═════ Records for processing

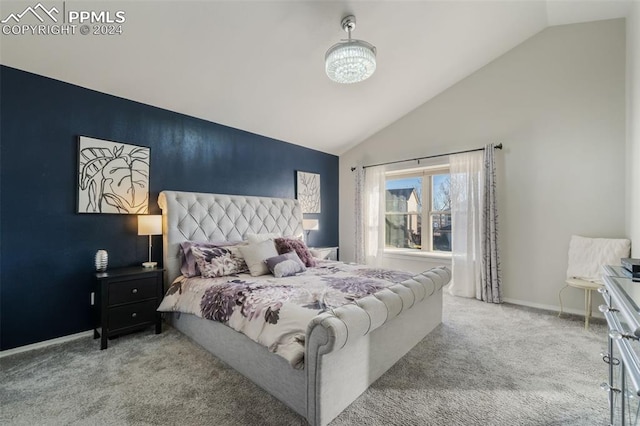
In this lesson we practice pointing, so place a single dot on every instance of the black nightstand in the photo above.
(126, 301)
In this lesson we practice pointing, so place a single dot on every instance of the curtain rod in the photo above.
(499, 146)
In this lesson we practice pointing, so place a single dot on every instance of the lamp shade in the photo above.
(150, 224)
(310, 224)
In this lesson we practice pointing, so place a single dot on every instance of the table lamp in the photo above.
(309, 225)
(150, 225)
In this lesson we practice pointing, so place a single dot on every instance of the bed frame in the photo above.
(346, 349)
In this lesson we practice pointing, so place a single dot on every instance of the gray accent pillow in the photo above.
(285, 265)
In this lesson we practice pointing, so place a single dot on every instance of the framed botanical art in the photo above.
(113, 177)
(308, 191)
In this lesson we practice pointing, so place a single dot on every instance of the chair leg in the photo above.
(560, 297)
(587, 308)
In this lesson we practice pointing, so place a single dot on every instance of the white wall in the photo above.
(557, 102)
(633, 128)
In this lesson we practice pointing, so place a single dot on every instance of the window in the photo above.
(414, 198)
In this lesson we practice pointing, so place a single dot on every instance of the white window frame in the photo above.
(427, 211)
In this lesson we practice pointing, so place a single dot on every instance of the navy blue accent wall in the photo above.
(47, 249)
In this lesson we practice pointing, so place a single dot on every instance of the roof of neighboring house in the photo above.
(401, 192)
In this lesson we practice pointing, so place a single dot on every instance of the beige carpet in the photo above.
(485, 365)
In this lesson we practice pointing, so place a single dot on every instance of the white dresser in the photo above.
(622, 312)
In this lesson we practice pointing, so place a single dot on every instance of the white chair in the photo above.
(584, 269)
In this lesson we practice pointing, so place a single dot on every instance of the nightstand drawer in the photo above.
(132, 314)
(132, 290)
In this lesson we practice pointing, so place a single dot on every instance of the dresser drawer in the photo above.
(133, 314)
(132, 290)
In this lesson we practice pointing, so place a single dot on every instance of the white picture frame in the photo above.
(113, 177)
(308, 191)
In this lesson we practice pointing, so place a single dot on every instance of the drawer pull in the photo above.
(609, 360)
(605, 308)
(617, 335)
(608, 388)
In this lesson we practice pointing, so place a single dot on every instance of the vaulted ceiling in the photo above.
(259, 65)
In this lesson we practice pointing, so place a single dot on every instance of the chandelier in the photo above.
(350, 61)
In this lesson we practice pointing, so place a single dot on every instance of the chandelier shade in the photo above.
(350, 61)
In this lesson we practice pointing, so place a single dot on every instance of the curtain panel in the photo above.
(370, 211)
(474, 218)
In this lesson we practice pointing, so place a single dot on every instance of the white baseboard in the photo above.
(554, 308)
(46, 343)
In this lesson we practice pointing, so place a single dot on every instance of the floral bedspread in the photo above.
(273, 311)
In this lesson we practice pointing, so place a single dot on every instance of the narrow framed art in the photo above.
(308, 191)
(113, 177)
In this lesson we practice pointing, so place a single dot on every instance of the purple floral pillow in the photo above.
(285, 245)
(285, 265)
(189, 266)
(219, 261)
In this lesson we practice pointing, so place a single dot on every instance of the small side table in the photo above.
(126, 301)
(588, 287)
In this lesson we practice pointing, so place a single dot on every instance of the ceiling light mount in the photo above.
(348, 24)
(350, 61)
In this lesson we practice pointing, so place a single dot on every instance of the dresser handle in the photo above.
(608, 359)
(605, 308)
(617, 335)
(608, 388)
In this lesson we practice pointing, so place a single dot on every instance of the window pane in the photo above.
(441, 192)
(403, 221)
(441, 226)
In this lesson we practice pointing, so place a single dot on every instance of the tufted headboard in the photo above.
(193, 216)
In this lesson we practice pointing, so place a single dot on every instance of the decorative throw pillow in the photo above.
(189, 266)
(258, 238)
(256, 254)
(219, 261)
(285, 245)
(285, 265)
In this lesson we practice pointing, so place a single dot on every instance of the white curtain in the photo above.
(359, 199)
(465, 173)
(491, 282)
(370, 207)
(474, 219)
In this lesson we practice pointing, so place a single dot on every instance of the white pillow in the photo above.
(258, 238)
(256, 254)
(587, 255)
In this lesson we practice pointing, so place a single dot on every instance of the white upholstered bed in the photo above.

══════════

◆ What you will do
Once the pictures are set aside, repeat the data above exactly as written.

◆ Solution to the problem
In this lesson we practice pointing, so place a single dot on every instance of the black nightstand in the photo above.
(126, 301)
In this lesson we practice pointing, so place a single dot on every instance of the curtain rod in the photo above.
(499, 146)
In this lesson we practice pointing, so place a single dot on every instance of the lamp shade in the photo above.
(150, 224)
(310, 224)
In this lesson we practice pointing, so place a single dot on every instance of the table lamp in the photo above.
(309, 225)
(150, 225)
In this lesson we practice pointing, so place a single dot on every instance of the bed frame in the photo above.
(346, 349)
In this lesson we practice pointing, so place a single dot on every instance of the gray accent pillow in the photo above.
(285, 265)
In this lesson we practice pointing, so place a single dot on every instance of the framed botanical art in the photo above.
(113, 177)
(308, 191)
In this lesson we practice pointing, so place a single dot on every instance of the chair leg in the photo above.
(560, 297)
(587, 308)
In this lesson we practice pointing, so place a single dot on every instance of the white wall in the photo above.
(557, 102)
(633, 128)
In this lesson we practice pointing, so place a single dot on every instance of the window in the photo above.
(414, 198)
In this lesson we practice pointing, so place a single dot on every instance of the white window frame in the photo above.
(427, 211)
In this lesson we practice pointing, so place a single dot on every instance of the navy blue accent wall in the photo above.
(47, 249)
In this lesson we practice pointing, so place a single dot on every instance of the roof of neighboring house in the photo above.
(401, 192)
In this lesson we practice pointing, so place a single dot on every instance of the beige carpet in the photo above.
(485, 365)
In this lesson we practice pointing, so place a single dot on every instance of the white dresser in the photo above.
(622, 312)
In this lesson we practice pointing, so place a single dot on every instance of the white chair in the photo above.
(584, 269)
In this lesson we practice pointing, so place a single dot on every instance of the nightstand drawer in the photo above.
(132, 314)
(132, 290)
In this lesson we practice pointing, so place a single dot on every instance of the dresser drawer in the photo above.
(133, 314)
(132, 290)
In this lesson we practice pointing, so place a single dot on every instance of the white picture frame in the photo above.
(113, 177)
(308, 191)
In this lesson we practice pointing, so place a single dot on every instance of the drawer pull in the photo above.
(609, 360)
(605, 308)
(617, 335)
(608, 388)
In this lesson we practice pointing, so place a single dot on every instance of the vaulted ceiling in the photo above.
(259, 65)
In this lesson we practice pointing, so place a single dot on every instance of the chandelier in the photo above.
(350, 61)
In this lesson we practice pointing, so place a single dot on every instance of the chandelier shade in the photo above.
(350, 61)
In this lesson we practice pointing, so place a single dot on every instance of the curtain panel in the photo above.
(370, 211)
(474, 218)
In this lesson we practice pointing, so place a single dot on every instance of the white baseboard in the photo above.
(554, 308)
(46, 343)
In this lesson we practice pointing, so place a single dot on every instance of the floral bedspread in the photo above.
(273, 311)
In this lesson we practice pointing, so place a single dot on every instance of the narrow framed art in the photo above.
(308, 191)
(113, 177)
In this lesson we practice pointing, so place a single dot on every instance of the purple floral pillow in the photo above.
(285, 245)
(285, 265)
(189, 266)
(219, 261)
In this lesson we practice pointing, so place a single dot on every instance of the small side table in the photo above.
(126, 301)
(588, 287)
In this lesson we practice pointing, so place a single dot on every instance of the ceiling light mount in the photo above.
(348, 24)
(350, 61)
In this lesson we practice pointing, so place a single dot on every instance of the dresser handle in the photo above.
(608, 359)
(605, 308)
(617, 335)
(608, 388)
In this lesson we practice pointing, so place a single dot on every instance of the window pane in the photo above.
(441, 192)
(403, 221)
(441, 226)
In this lesson we practice pointing, so place a single dot on every instance of the tufted headboard in the photo above.
(193, 216)
In this lesson we practice pointing, so place a single dot on every instance of the decorative throw pillow in the photo above.
(189, 266)
(258, 238)
(256, 254)
(219, 261)
(285, 245)
(285, 265)
In this lesson we practice pointing, so place a single dot on every instance of the white curtain in the photo above.
(359, 199)
(465, 173)
(491, 282)
(370, 207)
(474, 219)
In this lesson we practice pointing, so place a single dot on every instance of the white pillow in the photo above.
(258, 238)
(256, 254)
(587, 255)
In this lesson we practice pointing, so place a single dot on every instance of the white upholstered bed in the photo above.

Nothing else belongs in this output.